- _Document section_:
______________________________

# Hock injections. Worth it?



## NordicJuniper (Jun 9, 2009)

So I just found out that my older Thoroughbred needs to start getting hock injections in order to be sound under saddle. 

It all started with him getting really back sore. Had a chiro out, gave him time off, he seemed fine. Tried riding him and he was sore again near his flank/loin area. Started massaging him, he is getting better. But I still can't ride him.

Another horse in the barn turned up back sore in exactly the same spot, so the vet was called. Vet's diagnosis was that both horses need hock injections. He said that it isn't actually their back that is sore, but rather their hock isn't working properly and is making them carry themselves funny, causing other soreness.

Anyway, my horse is 23 years old. He is the youngest acting horse in the barn, and we have some young horses. He acts more high strung and hyper than the 3 year old Thoroughbred that we have. So he is very young at heart and loves to run. I am curious as to what you guys think. Would it be better to try the hock injections and continue using him as a riding horse? Or retire him? He is sound on his own without injections, just not under saddle.

______________________________

Data items
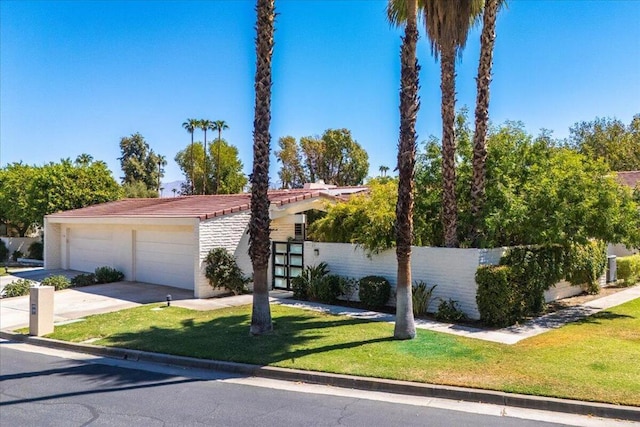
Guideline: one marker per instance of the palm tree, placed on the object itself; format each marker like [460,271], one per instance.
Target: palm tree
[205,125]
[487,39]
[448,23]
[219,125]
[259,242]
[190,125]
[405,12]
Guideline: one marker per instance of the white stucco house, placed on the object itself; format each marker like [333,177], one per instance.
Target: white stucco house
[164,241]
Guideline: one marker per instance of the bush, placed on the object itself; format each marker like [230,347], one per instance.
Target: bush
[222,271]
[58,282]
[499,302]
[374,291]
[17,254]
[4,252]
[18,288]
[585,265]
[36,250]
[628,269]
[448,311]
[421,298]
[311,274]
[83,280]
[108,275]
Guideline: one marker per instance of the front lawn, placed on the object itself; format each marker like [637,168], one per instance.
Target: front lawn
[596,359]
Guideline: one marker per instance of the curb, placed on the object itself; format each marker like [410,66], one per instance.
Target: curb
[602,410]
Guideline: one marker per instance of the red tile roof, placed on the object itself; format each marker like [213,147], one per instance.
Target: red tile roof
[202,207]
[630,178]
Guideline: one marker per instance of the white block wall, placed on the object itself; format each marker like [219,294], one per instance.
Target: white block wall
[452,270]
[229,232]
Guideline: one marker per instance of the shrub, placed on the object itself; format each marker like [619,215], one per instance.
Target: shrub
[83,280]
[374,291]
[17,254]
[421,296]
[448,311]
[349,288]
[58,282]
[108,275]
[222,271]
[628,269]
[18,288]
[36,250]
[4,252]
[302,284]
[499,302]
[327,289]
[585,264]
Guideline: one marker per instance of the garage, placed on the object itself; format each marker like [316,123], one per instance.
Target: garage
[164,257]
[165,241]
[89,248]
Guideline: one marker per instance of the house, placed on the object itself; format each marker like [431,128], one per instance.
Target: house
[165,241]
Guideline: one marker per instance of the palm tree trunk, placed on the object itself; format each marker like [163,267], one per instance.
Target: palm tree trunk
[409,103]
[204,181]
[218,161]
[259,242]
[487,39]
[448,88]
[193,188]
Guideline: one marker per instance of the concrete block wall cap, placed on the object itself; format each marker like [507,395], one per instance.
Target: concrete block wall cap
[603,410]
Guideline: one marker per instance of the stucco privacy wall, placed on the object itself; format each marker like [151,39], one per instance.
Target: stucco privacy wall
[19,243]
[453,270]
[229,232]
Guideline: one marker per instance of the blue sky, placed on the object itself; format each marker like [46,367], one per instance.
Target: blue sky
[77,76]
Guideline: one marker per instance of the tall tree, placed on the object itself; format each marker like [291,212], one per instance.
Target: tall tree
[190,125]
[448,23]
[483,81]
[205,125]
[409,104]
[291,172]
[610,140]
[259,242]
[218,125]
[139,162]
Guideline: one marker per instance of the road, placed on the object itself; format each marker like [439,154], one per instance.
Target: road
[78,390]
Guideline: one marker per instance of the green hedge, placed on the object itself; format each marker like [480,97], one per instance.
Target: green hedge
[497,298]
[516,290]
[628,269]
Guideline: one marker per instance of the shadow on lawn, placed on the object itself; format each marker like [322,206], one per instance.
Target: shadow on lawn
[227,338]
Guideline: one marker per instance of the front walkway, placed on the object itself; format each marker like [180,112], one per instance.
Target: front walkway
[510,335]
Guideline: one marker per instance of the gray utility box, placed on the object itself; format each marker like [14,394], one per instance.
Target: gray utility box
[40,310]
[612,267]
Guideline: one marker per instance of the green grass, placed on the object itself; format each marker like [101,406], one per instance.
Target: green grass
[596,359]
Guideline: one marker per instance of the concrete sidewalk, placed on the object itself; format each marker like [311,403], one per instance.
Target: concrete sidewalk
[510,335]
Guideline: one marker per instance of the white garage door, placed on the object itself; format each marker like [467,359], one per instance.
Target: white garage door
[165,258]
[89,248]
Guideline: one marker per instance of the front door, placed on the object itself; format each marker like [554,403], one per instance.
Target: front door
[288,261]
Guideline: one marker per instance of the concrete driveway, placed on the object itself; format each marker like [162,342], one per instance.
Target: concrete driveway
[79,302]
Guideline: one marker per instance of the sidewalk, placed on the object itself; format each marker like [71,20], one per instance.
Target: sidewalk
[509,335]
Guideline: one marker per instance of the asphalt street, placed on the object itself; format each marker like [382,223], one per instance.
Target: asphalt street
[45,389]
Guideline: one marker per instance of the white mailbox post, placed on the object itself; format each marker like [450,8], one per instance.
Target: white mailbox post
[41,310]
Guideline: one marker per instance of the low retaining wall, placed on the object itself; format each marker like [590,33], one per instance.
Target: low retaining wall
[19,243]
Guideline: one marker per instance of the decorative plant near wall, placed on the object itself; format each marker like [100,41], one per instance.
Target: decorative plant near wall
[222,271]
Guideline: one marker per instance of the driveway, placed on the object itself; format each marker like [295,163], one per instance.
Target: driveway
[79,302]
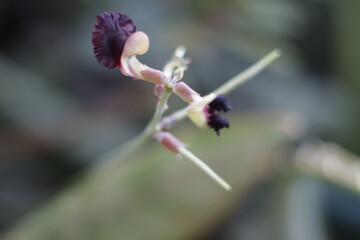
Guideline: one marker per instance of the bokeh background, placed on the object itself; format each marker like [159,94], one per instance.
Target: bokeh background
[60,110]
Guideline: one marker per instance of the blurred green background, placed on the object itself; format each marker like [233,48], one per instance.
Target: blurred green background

______________________________

- _What to work on_:
- a) Render this sentence from the hock injection post in Spanish: "So he is very young at heart and loves to run."
- b) Reproduce the hock injection post verbatim between "# Hock injections." and "can't ride him.", inclusive.
- c) According to the hock injection post, how old is the poster's horse?

- _Answers given_:
- a) Así que es muy joven de corazón y le encanta correr.

- b)
# Hock injections. Worth it?



## NordicJuniper (Jun 9, 2009)

So I just found out that my older Thoroughbred needs to start getting hock injections in order to be sound under saddle. 

It all started with him getting really back sore. Had a chiro out, gave him time off, he seemed fine. Tried riding him and he was sore again near his flank/loin area. Started massaging him, he is getting better. But I still can't ride him.

- c) 23 years old